# Start of Excerpted passage

Most power dies I've seen use one or two bond wires and a spreader grid on the die. I have not seen power LEDs with a bunch of bond wires, although you could be right. I sure haven't seen every LED out there.

One way to check is to power the LEDs at low current and observe through a blue filter. Spots of bright areas around the bond wire indicates a die for each, otherwise it could be a single die or the phosphor is too thick to see through.

Chinese budget LEDs are often multichip.


----------



## Nil Einne (Jul 26, 2010)

Yes I know this is an old thread but I'm wondering how it's going. Still happy with the LED? Or did it die/lose lumen output?


----------



## bhvm (Jul 26, 2010)

Nil Einne said:


> Yes I know this is an old thread but I'm wondering how it's going. Still happy with the LED? Or did it die/lose lumen output?



You're welcome.
They're still going strong. The loss, if any is not visible to naked eyes.

This might be of your interest-

http://www.instructables.com/id/Make-yourself-Powerful-LED-Off-road-lights-headli/


----------



## bhvm (Oct 13, 2012)

2 years [email protected]!!

The LEDs are still going VERY well.

# End of Excerpted passage
# Start of Entries supplied

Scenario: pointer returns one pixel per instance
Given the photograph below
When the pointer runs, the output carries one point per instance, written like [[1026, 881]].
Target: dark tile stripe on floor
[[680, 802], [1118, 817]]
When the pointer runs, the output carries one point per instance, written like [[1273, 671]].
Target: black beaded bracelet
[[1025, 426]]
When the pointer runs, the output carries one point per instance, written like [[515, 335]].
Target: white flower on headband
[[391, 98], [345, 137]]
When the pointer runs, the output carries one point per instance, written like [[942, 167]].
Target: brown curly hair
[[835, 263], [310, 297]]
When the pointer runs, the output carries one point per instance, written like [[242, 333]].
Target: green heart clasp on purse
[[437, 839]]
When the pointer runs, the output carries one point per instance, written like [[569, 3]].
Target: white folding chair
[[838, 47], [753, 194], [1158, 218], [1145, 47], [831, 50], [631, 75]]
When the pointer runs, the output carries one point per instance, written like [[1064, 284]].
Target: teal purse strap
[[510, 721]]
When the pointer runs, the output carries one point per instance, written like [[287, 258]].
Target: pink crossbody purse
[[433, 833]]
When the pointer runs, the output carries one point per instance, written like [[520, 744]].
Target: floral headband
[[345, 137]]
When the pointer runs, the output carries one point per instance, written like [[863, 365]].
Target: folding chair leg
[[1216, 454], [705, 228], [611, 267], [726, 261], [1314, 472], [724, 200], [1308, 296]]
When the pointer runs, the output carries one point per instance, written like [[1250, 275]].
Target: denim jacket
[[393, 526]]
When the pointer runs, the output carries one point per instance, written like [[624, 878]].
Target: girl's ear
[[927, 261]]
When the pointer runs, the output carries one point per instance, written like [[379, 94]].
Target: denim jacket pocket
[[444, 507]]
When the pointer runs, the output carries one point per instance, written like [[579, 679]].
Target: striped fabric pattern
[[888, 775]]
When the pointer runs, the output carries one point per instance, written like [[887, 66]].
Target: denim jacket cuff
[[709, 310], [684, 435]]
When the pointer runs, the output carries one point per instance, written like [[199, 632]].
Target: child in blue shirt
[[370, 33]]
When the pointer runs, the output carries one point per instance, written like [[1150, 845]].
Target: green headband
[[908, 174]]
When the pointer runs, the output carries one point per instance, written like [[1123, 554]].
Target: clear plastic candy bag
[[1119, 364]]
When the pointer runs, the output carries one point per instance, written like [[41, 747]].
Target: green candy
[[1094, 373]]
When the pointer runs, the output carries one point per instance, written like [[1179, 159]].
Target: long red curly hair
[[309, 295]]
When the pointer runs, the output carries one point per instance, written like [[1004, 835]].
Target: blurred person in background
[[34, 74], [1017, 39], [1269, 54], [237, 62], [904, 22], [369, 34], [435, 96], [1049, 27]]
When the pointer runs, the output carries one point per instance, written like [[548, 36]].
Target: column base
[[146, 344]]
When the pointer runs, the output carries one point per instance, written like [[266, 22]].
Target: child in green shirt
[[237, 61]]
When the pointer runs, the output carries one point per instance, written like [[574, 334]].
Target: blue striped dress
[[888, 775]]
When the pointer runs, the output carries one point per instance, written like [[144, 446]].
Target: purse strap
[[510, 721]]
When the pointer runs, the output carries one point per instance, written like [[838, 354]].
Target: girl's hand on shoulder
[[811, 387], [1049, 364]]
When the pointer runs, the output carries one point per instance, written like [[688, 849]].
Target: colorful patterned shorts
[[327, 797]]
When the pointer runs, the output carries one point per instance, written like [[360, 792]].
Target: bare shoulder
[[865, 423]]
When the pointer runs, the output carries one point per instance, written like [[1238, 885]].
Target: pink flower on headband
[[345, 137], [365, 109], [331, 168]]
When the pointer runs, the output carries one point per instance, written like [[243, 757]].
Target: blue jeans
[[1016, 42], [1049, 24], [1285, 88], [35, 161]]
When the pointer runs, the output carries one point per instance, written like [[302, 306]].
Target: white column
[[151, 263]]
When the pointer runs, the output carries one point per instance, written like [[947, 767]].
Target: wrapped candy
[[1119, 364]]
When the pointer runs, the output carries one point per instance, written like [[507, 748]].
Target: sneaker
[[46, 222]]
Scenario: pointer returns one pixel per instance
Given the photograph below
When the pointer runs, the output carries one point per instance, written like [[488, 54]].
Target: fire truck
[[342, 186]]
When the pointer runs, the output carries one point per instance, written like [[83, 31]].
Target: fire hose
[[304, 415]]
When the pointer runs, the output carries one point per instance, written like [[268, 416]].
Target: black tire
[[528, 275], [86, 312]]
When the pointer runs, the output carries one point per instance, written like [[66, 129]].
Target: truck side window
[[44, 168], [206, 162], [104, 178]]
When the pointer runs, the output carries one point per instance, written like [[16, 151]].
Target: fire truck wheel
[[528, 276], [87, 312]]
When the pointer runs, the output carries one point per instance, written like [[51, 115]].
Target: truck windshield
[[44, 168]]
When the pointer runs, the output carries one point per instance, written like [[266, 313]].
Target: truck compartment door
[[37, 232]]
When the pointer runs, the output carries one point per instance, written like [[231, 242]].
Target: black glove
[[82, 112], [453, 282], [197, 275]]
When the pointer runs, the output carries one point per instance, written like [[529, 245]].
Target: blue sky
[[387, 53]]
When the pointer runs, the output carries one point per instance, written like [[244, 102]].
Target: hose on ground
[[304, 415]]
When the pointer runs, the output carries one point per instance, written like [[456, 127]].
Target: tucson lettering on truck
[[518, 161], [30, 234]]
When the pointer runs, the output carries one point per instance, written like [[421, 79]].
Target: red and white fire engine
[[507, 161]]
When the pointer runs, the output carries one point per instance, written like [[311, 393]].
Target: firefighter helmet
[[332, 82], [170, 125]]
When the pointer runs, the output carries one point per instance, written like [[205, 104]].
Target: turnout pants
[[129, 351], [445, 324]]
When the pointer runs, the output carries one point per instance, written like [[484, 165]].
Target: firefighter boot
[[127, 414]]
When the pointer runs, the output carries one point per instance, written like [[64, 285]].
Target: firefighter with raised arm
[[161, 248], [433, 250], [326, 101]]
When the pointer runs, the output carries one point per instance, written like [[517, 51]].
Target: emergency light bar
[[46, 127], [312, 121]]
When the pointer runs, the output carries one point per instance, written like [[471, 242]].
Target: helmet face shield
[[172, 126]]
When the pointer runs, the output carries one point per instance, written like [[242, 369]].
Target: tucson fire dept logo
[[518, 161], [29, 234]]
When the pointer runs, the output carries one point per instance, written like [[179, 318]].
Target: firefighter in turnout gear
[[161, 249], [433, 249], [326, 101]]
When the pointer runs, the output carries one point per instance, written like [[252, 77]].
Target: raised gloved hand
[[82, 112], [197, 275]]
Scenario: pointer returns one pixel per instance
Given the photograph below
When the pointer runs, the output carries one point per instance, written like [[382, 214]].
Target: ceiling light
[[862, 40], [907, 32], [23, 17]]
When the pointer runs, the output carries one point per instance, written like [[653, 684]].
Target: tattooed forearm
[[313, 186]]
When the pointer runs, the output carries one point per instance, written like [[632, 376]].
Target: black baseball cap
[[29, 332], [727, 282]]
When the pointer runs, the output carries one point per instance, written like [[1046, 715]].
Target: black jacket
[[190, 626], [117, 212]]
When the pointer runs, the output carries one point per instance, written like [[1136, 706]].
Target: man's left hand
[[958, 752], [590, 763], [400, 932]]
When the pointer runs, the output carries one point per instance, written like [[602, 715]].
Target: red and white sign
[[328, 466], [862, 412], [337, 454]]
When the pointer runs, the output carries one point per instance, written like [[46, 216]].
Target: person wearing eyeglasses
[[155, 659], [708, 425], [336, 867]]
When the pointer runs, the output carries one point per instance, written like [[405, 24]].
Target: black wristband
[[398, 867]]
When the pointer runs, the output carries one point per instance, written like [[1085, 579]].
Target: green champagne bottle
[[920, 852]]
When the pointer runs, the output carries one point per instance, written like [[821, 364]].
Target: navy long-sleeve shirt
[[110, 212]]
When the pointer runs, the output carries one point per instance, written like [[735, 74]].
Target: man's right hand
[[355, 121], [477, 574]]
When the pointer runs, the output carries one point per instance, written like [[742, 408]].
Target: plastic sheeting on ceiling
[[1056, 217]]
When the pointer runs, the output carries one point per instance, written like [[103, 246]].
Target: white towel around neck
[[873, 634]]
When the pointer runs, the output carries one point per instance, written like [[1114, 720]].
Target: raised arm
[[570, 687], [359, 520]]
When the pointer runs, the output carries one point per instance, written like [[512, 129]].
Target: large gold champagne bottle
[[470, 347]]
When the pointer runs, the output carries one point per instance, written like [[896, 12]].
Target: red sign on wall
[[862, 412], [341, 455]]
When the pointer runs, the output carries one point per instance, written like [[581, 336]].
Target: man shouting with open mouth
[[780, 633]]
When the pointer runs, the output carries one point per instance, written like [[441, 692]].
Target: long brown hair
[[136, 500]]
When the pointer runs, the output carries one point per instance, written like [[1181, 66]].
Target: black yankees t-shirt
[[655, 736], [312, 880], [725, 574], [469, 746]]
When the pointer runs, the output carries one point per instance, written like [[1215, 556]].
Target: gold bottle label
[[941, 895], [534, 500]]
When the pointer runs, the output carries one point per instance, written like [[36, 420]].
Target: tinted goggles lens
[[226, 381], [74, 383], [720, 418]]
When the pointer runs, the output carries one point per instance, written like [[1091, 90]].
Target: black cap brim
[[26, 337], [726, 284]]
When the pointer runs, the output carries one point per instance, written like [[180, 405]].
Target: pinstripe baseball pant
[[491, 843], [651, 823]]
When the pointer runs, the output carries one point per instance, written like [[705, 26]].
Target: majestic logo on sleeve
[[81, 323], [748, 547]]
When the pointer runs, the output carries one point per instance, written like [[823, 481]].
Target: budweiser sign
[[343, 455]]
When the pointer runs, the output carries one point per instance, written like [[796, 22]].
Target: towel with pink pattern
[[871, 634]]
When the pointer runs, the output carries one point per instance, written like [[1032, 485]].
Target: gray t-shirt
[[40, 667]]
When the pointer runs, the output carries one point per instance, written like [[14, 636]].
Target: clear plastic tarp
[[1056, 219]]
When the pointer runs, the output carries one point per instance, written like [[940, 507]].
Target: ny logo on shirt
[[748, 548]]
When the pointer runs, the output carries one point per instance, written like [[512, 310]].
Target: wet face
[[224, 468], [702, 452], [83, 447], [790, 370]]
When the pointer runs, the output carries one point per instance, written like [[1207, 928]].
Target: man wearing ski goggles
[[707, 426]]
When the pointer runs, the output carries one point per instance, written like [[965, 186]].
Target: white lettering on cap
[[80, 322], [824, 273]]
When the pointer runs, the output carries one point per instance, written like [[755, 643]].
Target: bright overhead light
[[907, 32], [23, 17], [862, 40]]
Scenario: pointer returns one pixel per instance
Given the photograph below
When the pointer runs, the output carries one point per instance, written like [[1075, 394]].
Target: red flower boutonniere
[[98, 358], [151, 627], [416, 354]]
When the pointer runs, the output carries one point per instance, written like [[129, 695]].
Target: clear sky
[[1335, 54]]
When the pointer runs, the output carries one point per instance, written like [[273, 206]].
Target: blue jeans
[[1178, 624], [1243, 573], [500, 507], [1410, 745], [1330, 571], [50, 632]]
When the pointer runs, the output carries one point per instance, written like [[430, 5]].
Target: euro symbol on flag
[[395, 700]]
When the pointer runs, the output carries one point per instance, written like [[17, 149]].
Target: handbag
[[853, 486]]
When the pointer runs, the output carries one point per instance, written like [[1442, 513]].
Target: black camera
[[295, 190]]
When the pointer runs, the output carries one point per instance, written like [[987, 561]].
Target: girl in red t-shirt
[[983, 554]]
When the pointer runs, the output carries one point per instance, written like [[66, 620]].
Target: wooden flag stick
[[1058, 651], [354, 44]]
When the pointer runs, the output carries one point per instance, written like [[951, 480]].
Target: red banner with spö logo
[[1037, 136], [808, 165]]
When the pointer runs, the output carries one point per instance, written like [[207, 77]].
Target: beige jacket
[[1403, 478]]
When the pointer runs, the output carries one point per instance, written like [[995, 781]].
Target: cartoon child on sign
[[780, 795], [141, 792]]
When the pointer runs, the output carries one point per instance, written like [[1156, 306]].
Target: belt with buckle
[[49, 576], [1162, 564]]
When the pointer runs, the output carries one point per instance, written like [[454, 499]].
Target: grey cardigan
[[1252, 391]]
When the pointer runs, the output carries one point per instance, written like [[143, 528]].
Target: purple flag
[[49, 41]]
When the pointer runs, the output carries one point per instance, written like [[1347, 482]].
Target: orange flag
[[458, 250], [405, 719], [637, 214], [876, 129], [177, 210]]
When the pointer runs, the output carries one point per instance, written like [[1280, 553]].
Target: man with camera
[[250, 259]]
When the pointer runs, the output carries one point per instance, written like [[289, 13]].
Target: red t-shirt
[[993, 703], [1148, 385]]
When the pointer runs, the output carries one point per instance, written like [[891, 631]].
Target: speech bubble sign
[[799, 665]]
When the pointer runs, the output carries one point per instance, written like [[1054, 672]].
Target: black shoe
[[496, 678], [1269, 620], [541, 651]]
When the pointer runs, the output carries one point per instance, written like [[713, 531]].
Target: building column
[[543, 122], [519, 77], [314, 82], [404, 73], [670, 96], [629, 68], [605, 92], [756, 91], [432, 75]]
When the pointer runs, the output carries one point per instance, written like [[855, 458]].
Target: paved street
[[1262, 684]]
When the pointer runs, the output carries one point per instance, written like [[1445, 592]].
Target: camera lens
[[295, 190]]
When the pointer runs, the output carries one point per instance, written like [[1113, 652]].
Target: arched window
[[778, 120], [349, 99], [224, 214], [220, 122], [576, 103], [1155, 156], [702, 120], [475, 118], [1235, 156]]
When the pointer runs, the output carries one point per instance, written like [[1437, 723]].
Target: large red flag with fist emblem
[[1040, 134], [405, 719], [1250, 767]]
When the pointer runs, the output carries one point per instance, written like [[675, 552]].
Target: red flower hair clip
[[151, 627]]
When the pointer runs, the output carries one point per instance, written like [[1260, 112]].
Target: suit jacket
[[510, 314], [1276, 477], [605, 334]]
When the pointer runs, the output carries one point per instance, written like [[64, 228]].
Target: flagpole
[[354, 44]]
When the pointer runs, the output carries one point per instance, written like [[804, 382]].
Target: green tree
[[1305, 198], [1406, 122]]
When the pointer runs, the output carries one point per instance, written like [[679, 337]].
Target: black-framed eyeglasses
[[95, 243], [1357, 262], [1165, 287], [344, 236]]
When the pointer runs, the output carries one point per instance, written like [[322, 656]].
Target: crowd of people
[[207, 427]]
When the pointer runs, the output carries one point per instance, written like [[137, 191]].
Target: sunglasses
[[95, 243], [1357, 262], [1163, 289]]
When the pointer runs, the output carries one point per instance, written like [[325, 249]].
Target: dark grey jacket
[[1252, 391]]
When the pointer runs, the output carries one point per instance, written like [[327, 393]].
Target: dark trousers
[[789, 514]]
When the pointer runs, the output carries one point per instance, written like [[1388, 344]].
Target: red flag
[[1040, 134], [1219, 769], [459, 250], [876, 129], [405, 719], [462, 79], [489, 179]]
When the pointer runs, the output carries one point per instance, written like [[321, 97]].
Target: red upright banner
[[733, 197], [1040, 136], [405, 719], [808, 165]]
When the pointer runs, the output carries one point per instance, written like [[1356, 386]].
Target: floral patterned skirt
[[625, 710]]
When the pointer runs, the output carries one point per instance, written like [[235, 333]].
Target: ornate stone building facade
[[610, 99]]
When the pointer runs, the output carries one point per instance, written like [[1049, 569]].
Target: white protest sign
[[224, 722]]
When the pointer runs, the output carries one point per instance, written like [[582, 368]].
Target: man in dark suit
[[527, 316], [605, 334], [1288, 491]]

# End of Entries supplied

• [Goal A]: Decide whether each statement below agrees with the LED forum thread. (i) The first poster has seen power LEDs with a bunch of bond wires. (ii) One suggested check is to run the LEDs at low current and look at them through a blue filter. (iii) In the October 2012 post, bhvm says the LEDs are still going very well. Answer yes or no for each, and quote the words of the thread that decide it.
• [Goal B]: Scale the entries from the line with "like [[713, 531]]." up to and including the line with "[[1262, 684]]" by writing out each of those lines again, requests included, with every coordinate in the answers multiplied by 1.55 and rounded to a whole number, halves rounded up. Leave the format samples in the requests unchanged.

• [Full response A]:
(i) No: "I have not seen power LEDs with a bunch of bond wires"
(ii) Yes: "One way to check is to power the LEDs at low current and observe through a blue filter."
(iii) Yes: "The LEDs are still going VERY well."

• [Full response B]:
When the pointer runs, the output carries one point per instance, written like [[713, 531]].
Target: building column
[[842, 189], [804, 119], [487, 127], [626, 113], [1039, 149], [975, 105], [938, 143], [1172, 141], [670, 116]]
When the pointer runs, the output carries one point per instance, written like [[855, 458]].
Target: paved street
[[1956, 1060]]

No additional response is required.